TASK BRIEF: Each line of the material beneath should be duplicated exactly.
···
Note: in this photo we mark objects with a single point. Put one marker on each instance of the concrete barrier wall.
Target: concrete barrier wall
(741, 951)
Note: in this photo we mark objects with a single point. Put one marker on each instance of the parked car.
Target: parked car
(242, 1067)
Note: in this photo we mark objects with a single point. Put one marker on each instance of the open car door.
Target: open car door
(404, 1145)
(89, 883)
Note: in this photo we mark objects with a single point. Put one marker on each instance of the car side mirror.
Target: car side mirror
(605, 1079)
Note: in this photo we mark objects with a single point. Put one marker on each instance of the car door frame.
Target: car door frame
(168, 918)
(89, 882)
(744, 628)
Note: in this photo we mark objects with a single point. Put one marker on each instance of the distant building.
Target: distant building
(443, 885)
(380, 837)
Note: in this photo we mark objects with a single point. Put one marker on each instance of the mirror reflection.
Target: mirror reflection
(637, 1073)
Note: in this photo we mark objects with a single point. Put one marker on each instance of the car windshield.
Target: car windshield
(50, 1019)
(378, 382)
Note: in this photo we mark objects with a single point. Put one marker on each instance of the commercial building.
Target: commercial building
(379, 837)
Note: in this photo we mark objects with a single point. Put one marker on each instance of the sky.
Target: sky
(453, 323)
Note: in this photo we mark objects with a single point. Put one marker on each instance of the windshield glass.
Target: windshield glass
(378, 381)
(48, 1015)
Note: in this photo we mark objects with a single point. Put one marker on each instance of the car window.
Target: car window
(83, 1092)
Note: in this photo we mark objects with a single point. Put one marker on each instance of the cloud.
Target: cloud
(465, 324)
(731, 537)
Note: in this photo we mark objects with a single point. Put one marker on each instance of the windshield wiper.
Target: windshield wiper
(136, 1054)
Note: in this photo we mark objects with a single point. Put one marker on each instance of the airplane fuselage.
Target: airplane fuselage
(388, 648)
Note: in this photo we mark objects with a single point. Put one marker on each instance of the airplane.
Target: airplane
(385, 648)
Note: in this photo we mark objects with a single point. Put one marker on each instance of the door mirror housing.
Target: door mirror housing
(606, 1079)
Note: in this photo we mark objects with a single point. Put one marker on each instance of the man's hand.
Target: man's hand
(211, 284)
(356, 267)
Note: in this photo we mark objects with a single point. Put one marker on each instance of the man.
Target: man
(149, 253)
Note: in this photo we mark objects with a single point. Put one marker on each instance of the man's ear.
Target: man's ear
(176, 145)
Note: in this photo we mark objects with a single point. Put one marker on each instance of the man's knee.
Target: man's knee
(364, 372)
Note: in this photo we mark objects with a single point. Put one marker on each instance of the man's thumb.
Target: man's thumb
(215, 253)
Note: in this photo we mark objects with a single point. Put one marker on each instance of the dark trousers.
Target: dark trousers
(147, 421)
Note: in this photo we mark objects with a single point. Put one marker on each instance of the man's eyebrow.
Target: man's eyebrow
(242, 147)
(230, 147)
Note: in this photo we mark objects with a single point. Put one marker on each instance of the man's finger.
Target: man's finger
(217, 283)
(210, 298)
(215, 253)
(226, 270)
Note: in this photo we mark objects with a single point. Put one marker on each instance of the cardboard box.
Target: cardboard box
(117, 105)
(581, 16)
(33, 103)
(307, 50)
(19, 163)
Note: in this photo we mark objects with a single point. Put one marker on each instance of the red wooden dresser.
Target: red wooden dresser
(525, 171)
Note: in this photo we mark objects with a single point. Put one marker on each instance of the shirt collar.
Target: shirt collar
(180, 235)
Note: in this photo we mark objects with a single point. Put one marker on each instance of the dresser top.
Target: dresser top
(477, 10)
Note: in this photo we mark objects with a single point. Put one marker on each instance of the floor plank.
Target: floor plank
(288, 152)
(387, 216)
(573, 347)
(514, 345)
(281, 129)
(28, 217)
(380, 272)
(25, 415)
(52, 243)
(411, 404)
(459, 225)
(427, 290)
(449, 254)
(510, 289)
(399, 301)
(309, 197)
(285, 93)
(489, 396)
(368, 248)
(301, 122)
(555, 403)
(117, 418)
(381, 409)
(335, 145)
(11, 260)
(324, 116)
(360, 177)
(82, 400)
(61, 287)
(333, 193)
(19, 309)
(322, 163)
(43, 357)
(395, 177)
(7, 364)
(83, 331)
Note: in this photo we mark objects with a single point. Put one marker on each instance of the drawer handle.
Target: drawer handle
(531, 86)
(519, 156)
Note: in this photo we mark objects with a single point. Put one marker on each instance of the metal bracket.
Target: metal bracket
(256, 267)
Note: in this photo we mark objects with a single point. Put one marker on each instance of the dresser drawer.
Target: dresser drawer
···
EXERCISE ANSWER:
Note: in this photo we mark objects with a single point. Put one marker on each instance of the concrete barrier wall.
Target: concrete barrier wall
(741, 951)
Note: in this photo we mark objects with a single point. Put one marker on each instance of the parked car.
Target: parked car
(242, 1067)
Note: in this photo we mark objects with a single point. Put one marker on each instance of the open car door.
Target: open car door
(404, 1145)
(89, 883)
Note: in this photo we mark objects with a single point. Put one marker on each instance of the car side mirror.
Target: car side mirror
(605, 1079)
Note: in this photo we mark objects with a single point. Put one marker on each instance of the car door frame.
Target: car door frame
(168, 918)
(89, 882)
(744, 628)
Note: in this photo we mark objects with a single point. Put one marker on each instance of the distant building.
Target: distant building
(443, 885)
(380, 837)
Note: in this photo we mark objects with a single point. Put one marker on each instance of the mirror reflection.
Target: mirror reflection
(637, 1073)
Note: in this photo we mark objects with a single point. Put one marker on each instance of the car windshield.
Target: car windshield
(50, 1019)
(378, 382)
Note: in this photo we mark objects with a single point. Put one marker on each instance of the commercial building.
Target: commercial building
(379, 837)
Note: in this photo we mark objects with a single point. Put one marker on each instance of the sky.
Target: sky
(453, 323)
Note: in this photo we mark objects with a single point. Put one marker on each instance of the windshield glass.
Target: windshield glass
(378, 381)
(48, 1015)
Note: in this photo we mark objects with a single point. Put one marker on each instance of the car window.
Target: car window
(83, 1092)
Note: in this photo we mark objects with a single point. Put one marker on each instance of the cloud.
Target: cloud
(465, 324)
(731, 537)
Note: in this photo we mark objects with a single point. Put one marker on each instance of the windshield wiper.
Target: windshield wiper
(136, 1054)
Note: in this photo we mark objects with a single point. Put one marker on each instance of the airplane fuselage.
Target: airplane fuselage
(388, 648)
Note: in this photo we mark objects with a single point. Put one marker on each instance of the airplane.
Target: airplane
(385, 648)
Note: in this photo we mark objects with a single point. Put one marker on each instance of the door mirror housing.
Target: door mirror housing
(606, 1079)
Note: in this photo we mark objects with a single point. Put one marker on each instance of the man's hand.
Target: man's hand
(211, 284)
(356, 267)
Note: in this photo we mark objects with a single point. Put one marker on each instance of the man.
Target: man
(149, 253)
Note: in this photo we mark objects with a single point. Put one marker on each instance of the man's ear.
Target: man's ear
(176, 145)
Note: in this photo we mark objects with a single point. Put one marker on each instance of the man's knee.
Target: man's knee
(364, 372)
Note: in this photo we mark objects with a single point. Put one marker on each instance of the man's thumb.
Target: man's thumb
(215, 253)
Note: in this photo we mark objects with a single point. Put one marker on each instance of the dark trousers.
Target: dark trousers
(147, 421)
Note: in this photo we mark objects with a single point. Put one marker on each instance of the man's eyebrow.
Target: man's eyebrow
(242, 147)
(230, 147)
Note: in this photo we mark objects with a single point. Put one marker on each instance of the man's finger.
Target: man's finger
(217, 283)
(210, 298)
(215, 253)
(226, 270)
Note: in this photo we mark objects with a single point. Put one marker on each instance of the cardboard box.
Target: cardboard box
(117, 105)
(581, 16)
(33, 103)
(307, 50)
(19, 163)
Note: in this photo we mark objects with a single point. Put one marker on each instance of the red wooden dresser.
Target: red wooden dresser
(525, 171)
Note: in this photo we mark objects with a single point. Put one marker on each instance of the shirt collar.
Target: shirt collar
(180, 235)
Note: in this photo we mark objects with a single point. Put one marker on each instance of the dresser top.
Target: dresser top
(477, 10)
Note: in this photo we mark objects with a single point. Put one marker on each instance of the floor plank.
Target: floor plank
(288, 152)
(387, 216)
(573, 347)
(514, 345)
(281, 129)
(28, 217)
(380, 272)
(25, 415)
(52, 243)
(411, 404)
(459, 225)
(427, 290)
(449, 254)
(510, 289)
(399, 301)
(309, 197)
(285, 93)
(489, 396)
(368, 248)
(301, 122)
(555, 403)
(117, 418)
(381, 409)
(335, 145)
(11, 260)
(324, 116)
(360, 177)
(82, 400)
(61, 287)
(333, 193)
(19, 309)
(322, 163)
(43, 357)
(395, 177)
(7, 364)
(83, 331)
Note: in this photo we mark objects with a single point. Put one marker on each instance of the drawer handle.
Target: drawer handle
(531, 86)
(519, 156)
Note: in this photo we mark objects with a single point. Put one marker on each instance of the metal bracket.
Target: metal bracket
(256, 267)
Note: in this photo we mark objects with a single point. Put one marker on each instance of the dresser drawer.
Target: dresser drawer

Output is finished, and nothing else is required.